→ PAGE
################

With the year coming to an end, Zack now needs to decide where he is going to “place his bets.”
“When I look at next year, I will probably focus a little bit more on markets like Malaysia and Indonesia. There are still significant growth opportunities, and we are well represented in both markets,” he said.
The company would also be closely monitoring developments in Thailand – which is currently run by a military-controlled government, he added.
“If [the situation in] Thailand changes, if the economy picks up again, maybe I will invest more. It is a good market. We have a good team there, but it is hard to grow when the government is not spending a lot of money on IT,” he said.
However, he stressed that he had yet to make a final decision on EMC’s 2015 investments for South-East Asia.
Demand from telco, financial sectors
Hopkinton, Massachusetts-based EMC is perhaps the largest storage systems supplier in the world, but also offers products in the security, virtualisation, analytics and cloud space through subsidiary companies like VMware and Pivotal. Its storage products are marketed under a variety of brand names including VMAX, Isilon and XtremIO.
EMC It recently reported third-quarter 2014 consolidated revenue of US$6 billion, an increase of 9% year over year, and is expecting full-year consolidated revenue to hit US$24.5 billion.
In a statement, it said consolidated third-quarter revenue from North America grew 8% year over year, representing 55% of consolidated third-quarter revenue. Revenue from EMC’s Europe, Middle East and Africa region grew 15% year over year, while Asia Pacific and Japan grew 4% year over year and Latin America grew 1% year over year.
Meanwhile, Zack said that when it comes to Malaysia and Indonesia, he expects a “significant portion” of demand to come from the financial and telecommunications sectors, with its VMAX product line likely to benefit the most.
“The banks and the telcos really like VMAX, our rich data services product.
“Banks don’t like it when there’s a problem and they can’t get access to information. So they want the highest level of reliability and visibility,” he said.
“VMAX is designed in such a way that the moment it powers on the customer’s data centre, it should never shut down.
“Even if you have multiple points of failure, multiple disc drive failures, or different controllers failing, VMAX is built so it has the resilience and redundancy to handle this and work around it,” he claimed.
Review of 2014 investments
Zack said that EMC’s 2014 investment in emerging markets was more about the longer-term.
“I view that as a three-year investment. I didn’t put those new resources thinking that I was going to get an immediate payback on investment within one quarter,” he said.
There are a few reasons why investments in emerging markets will take some time to see positive returns, he said.
The first is that it always takes time for new employees to learn about EMC and its customers – it would usually take about six months for new employees to be truly productive, according to Zack.
The second is that EMC has to build brand awareness so that it becomes known to potential customers.
“Last but not least, is that we have to build a channel ecosystem so that they have the capability to serve customers. These are the areas of investments we have made,” Zack said.

################

→ MATERIAL PROVIDED
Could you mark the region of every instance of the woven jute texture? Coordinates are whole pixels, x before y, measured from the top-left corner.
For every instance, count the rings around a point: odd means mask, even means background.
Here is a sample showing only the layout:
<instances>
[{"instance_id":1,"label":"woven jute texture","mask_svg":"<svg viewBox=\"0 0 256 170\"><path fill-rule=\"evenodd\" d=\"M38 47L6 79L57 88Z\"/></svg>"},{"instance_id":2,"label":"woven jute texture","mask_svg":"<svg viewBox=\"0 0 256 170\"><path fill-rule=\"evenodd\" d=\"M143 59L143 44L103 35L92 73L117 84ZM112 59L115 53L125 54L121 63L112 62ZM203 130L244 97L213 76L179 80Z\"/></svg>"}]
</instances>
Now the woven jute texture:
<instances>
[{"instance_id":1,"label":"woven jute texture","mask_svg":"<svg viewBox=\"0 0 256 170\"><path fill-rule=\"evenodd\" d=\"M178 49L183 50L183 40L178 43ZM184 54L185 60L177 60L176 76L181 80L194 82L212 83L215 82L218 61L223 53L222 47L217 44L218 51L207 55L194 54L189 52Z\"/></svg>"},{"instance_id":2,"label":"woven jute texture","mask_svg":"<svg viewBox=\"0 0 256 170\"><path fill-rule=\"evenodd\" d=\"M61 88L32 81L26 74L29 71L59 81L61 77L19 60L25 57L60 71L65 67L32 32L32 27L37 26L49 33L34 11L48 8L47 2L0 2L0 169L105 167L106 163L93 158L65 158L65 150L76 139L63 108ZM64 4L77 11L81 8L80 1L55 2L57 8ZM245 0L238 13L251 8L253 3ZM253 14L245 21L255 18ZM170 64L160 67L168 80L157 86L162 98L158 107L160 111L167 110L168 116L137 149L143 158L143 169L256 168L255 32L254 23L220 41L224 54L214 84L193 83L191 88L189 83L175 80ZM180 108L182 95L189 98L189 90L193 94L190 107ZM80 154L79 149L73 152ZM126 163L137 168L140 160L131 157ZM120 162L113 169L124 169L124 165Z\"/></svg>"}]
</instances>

################

→ INSTRUCTIONS TO FOLLOW
Answer these questions from the EMC article:
1. Which two markets does Zack expect to focus on a little more next year?
2. What third-quarter 2014 consolidated revenue did EMC report?
3. According to Zack, how long does it usually take new employees to be truly productive?
The records have no connection to the EMC article.

→ SOLUTION TO THE PROBLEM
1. Malaysia and Indonesia
2. US$6 billion
3. About six months